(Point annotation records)

══════════════════════════════

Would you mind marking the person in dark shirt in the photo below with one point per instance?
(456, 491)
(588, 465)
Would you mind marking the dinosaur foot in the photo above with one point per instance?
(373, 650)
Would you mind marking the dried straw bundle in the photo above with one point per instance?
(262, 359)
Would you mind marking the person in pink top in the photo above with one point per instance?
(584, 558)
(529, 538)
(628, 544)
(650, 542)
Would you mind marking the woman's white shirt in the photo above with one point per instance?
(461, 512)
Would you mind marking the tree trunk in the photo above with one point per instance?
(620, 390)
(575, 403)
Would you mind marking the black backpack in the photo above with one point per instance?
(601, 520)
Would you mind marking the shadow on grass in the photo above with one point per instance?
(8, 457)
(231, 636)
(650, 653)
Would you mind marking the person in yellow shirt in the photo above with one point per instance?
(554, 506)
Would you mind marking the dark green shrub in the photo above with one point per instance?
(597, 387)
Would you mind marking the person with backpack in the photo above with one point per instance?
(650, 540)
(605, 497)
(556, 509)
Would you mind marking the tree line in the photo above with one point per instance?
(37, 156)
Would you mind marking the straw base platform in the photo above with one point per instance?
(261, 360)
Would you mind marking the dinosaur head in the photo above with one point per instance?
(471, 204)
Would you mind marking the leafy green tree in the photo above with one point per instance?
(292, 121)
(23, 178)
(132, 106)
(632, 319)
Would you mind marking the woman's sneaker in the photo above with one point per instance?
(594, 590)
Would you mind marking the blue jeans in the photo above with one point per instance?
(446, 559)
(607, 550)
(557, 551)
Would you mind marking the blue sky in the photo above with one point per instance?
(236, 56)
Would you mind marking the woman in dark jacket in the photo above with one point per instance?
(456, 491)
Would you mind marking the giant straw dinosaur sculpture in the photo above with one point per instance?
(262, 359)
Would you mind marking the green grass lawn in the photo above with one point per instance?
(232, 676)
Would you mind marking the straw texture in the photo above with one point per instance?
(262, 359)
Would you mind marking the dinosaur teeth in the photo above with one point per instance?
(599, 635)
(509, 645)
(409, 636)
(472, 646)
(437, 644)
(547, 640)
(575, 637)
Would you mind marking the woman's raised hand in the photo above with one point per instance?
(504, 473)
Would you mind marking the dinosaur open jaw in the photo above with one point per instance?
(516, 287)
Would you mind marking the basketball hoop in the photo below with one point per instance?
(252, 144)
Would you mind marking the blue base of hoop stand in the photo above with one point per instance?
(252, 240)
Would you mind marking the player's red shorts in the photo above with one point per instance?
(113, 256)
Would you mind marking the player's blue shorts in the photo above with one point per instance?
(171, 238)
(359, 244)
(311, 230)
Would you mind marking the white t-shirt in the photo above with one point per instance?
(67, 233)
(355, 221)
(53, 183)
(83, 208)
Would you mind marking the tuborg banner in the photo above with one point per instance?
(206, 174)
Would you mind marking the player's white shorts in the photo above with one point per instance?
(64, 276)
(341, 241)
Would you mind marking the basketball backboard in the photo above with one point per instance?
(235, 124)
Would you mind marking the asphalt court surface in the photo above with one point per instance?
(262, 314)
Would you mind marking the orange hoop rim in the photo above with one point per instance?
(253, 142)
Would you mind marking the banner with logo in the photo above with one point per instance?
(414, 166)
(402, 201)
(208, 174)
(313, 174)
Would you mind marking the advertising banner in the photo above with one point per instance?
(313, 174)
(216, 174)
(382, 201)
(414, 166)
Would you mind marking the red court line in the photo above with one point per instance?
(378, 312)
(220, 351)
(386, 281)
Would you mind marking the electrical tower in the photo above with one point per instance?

══════════════════════════════

Lay out the lines above as a Markdown table with the columns "Row" and "Line," numbering each row and skipping any blank lines.

Exercise result
| Row | Line |
|---|---|
| 1 | Would you mind marking the person in dark shirt in the photo below with one point per instance? |
| 2 | (456, 491) |
| 3 | (588, 465) |
| 4 | Would you mind marking the dinosaur foot in the photo above with one point per instance? |
| 5 | (373, 650) |
| 6 | Would you mind marking the dried straw bundle in the photo above with one point per instance? |
| 7 | (262, 359) |
| 8 | Would you mind marking the person in pink top in the photo above with one point per instance? |
| 9 | (584, 558) |
| 10 | (529, 538) |
| 11 | (628, 544) |
| 12 | (650, 542) |
| 13 | Would you mind marking the woman's white shirt in the photo above with one point per instance? |
| 14 | (461, 512) |
| 15 | Would you mind marking the tree trunk in the photo above with one point per instance? |
| 16 | (620, 390) |
| 17 | (575, 403) |
| 18 | Would you mind marking the black backpack in the photo above with one point per instance? |
| 19 | (601, 520) |
| 20 | Would you mind marking the shadow on grass in the photo above with one point per instance? |
| 21 | (8, 457) |
| 22 | (231, 636) |
| 23 | (650, 653) |
| 24 | Would you mind marking the person in yellow shirt in the photo above with one point per instance? |
| 25 | (554, 506) |
| 26 | Would you mind marking the dark green shrub in the photo above with one point per instance? |
| 27 | (597, 387) |
| 28 | Would you mind marking the person with backpack in the photo above with one point per instance? |
| 29 | (650, 540) |
| 30 | (605, 497) |
| 31 | (556, 509) |
| 32 | Would you mind marking the tree line in the photo above with one point per instance? |
| 33 | (37, 156) |
| 34 | Would you mind marking the straw base platform in the photo above with one point per instance? |
| 35 | (261, 360) |
| 36 | Would you mind marking the dinosaur head in the photo above with one point per instance? |
| 37 | (471, 204) |
| 38 | Would you mind marking the leafy green tree in the photo above with one point per instance? |
| 39 | (292, 121) |
| 40 | (23, 178) |
| 41 | (132, 106) |
| 42 | (632, 319) |
| 43 | Would you mind marking the woman's sneaker in the photo above with one point per instance? |
| 44 | (594, 590) |
| 45 | Would you mind marking the blue jeans in the photo above with one point per instance? |
| 46 | (446, 559) |
| 47 | (607, 550) |
| 48 | (557, 551) |
| 49 | Would you mind marking the blue sky in the photo above with one point per instance? |
| 50 | (236, 56) |
| 51 | Would you mind marking the woman in dark jacket in the photo above with one point per instance? |
| 52 | (456, 491) |
| 53 | Would you mind marking the giant straw dinosaur sculpture in the photo above with one point per instance? |
| 54 | (262, 359) |
| 55 | Would you mind marking the green grass lawn in the photo above with one point per instance? |
| 56 | (232, 676) |
| 57 | Would you mind marking the straw texture in the photo above with one point per instance? |
| 58 | (262, 359) |
| 59 | Would you mind marking the dinosaur teeth in the photo above with one point per instance? |
| 60 | (599, 635) |
| 61 | (509, 645) |
| 62 | (409, 636) |
| 63 | (472, 646) |
| 64 | (437, 644) |
| 65 | (547, 640) |
| 66 | (575, 637) |
| 67 | Would you mind marking the woman's raised hand in the photo above with one point per instance? |
| 68 | (504, 473) |
| 69 | Would you mind marking the dinosaur open jaw in the photo above with one point per instance? |
| 70 | (516, 287) |
| 71 | Would you mind marking the basketball hoop in the photo below with one point per instance? |
| 72 | (252, 144) |
| 73 | Would you mind marking the blue base of hoop stand in the photo above with one point per instance? |
| 74 | (252, 240) |
| 75 | Would you mind marking the player's red shorts in the photo above with one point per instance? |
| 76 | (113, 256) |
| 77 | Would you mind marking the player's blue shorts in the photo above with one point per instance? |
| 78 | (171, 238) |
| 79 | (359, 244) |
| 80 | (311, 230) |
| 81 | Would you mind marking the white t-shirt in the photo above with one point per instance? |
| 82 | (67, 233) |
| 83 | (355, 221) |
| 84 | (53, 183) |
| 85 | (83, 208) |
| 86 | Would you mind marking the tuborg banner in the photo above with one point per instance? |
| 87 | (206, 174) |
| 88 | Would you mind marking the player's white shorts in the photo above with one point per instance? |
| 89 | (64, 276) |
| 90 | (341, 241) |
| 91 | Would you mind marking the basketball backboard in the photo above with one point per instance? |
| 92 | (235, 124) |
| 93 | Would you mind marking the asphalt court surface in the photo above with one point per instance? |
| 94 | (262, 314) |
| 95 | Would you mind marking the orange hoop rim in the photo above with one point per instance? |
| 96 | (253, 142) |
| 97 | Would you mind marking the banner with logo in the photo above with one point per instance? |
| 98 | (414, 166) |
| 99 | (402, 201) |
| 100 | (208, 174) |
| 101 | (313, 174) |
| 102 | Would you mind marking the advertising banner in the photo above with one point per instance? |
| 103 | (313, 174) |
| 104 | (216, 174) |
| 105 | (382, 201) |
| 106 | (414, 166) |
| 107 | Would you mind marking the red court line in the photo above with one point per instance? |
| 108 | (378, 312) |
| 109 | (220, 351) |
| 110 | (386, 281) |
| 111 | Would you mind marking the electrical tower in the photo above with one point per instance? |